In this exercise, return each entry exactly as given.
Dataset entries: Begin
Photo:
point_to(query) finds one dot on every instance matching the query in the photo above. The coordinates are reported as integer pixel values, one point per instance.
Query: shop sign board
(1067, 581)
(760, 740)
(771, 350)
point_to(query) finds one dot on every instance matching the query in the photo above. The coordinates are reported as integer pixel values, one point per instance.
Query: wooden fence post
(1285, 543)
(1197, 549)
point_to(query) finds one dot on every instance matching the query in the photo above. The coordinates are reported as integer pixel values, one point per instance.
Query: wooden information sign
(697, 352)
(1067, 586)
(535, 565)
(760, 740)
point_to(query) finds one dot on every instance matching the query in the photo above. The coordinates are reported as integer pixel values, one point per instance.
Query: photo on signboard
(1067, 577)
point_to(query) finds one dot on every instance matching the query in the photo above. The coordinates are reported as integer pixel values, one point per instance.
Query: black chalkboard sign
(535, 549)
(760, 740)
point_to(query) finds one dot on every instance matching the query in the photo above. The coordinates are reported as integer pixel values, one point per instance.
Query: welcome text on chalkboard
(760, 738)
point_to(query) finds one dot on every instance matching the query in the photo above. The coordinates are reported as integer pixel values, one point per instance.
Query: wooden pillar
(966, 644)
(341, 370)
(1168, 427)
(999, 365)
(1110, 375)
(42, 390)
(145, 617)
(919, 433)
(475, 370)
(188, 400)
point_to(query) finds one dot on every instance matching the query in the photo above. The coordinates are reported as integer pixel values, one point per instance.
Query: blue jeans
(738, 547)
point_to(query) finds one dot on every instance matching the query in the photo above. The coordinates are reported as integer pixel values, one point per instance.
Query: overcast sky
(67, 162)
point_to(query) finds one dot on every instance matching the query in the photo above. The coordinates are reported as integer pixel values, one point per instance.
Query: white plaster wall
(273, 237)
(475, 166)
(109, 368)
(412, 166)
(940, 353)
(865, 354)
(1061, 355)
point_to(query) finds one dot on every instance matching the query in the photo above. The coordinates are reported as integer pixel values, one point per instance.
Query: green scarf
Dataset entries: End
Response to this exercise:
Photo:
point_to(query) finds one dot on every instance matching the query in the photo above. The coordinates are reported as integer pixel values, one point per instance.
Query: shop sign board
(1067, 581)
(760, 740)
(771, 350)
point_to(query) finds one dot on every instance matching the query in the photo above. The coordinates are reported as integer pixel values, one point per instance.
Query: wooden fence post
(1285, 543)
(1197, 549)
point_to(query) finds one dot on every instance matching the query in the photo above. The coordinates are reported as integer pixel values, one point per instance.
Query: wooden information sign
(697, 352)
(1067, 586)
(535, 565)
(760, 740)
point_to(query) finds one dot on every instance matching the query in the photo above. The coordinates are reported as integer pixel values, one point per instance.
Query: photo on signboard
(1067, 577)
point_to(query) finds one dot on every instance matching the query in the photo above. The coordinates are reported as integer pixel values, one point per instance.
Query: black chalkboard sign
(535, 549)
(760, 740)
point_to(query) finds one dot on every instance matching the query in the photo above. The coordinates are reported as integer pixel values, one point per instance.
Query: welcome text on chalkboard
(760, 738)
point_to(query) finds one dot on every instance matching the query in the photo above. The coordinates are reported as integer pixel values, one point per instance.
Query: wooden pillar
(966, 644)
(341, 370)
(1168, 427)
(999, 365)
(1110, 375)
(42, 390)
(145, 617)
(919, 433)
(475, 370)
(188, 400)
point_to(query) finds one dot on every instance matching the query in the photo above. The coordinates are reported as integer pixel values, one point per instance.
Query: blue jeans
(738, 547)
point_to(query) finds one dot on every instance matching the query in the photo above. The coordinates are reported as integer pixel values, one point per instance.
Query: overcast sky
(67, 162)
point_to(query) finds one dot on every instance matching the query in the photo above. The coordinates are reported as integer pixel values, one point per instance.
Query: white plaster wall
(273, 237)
(475, 166)
(109, 368)
(412, 166)
(940, 353)
(865, 354)
(1061, 355)
point_to(query) finds one dot on every instance matching the query in the photo above. The coordinates are reported as integer pixel values, one point per instance.
Query: green scarf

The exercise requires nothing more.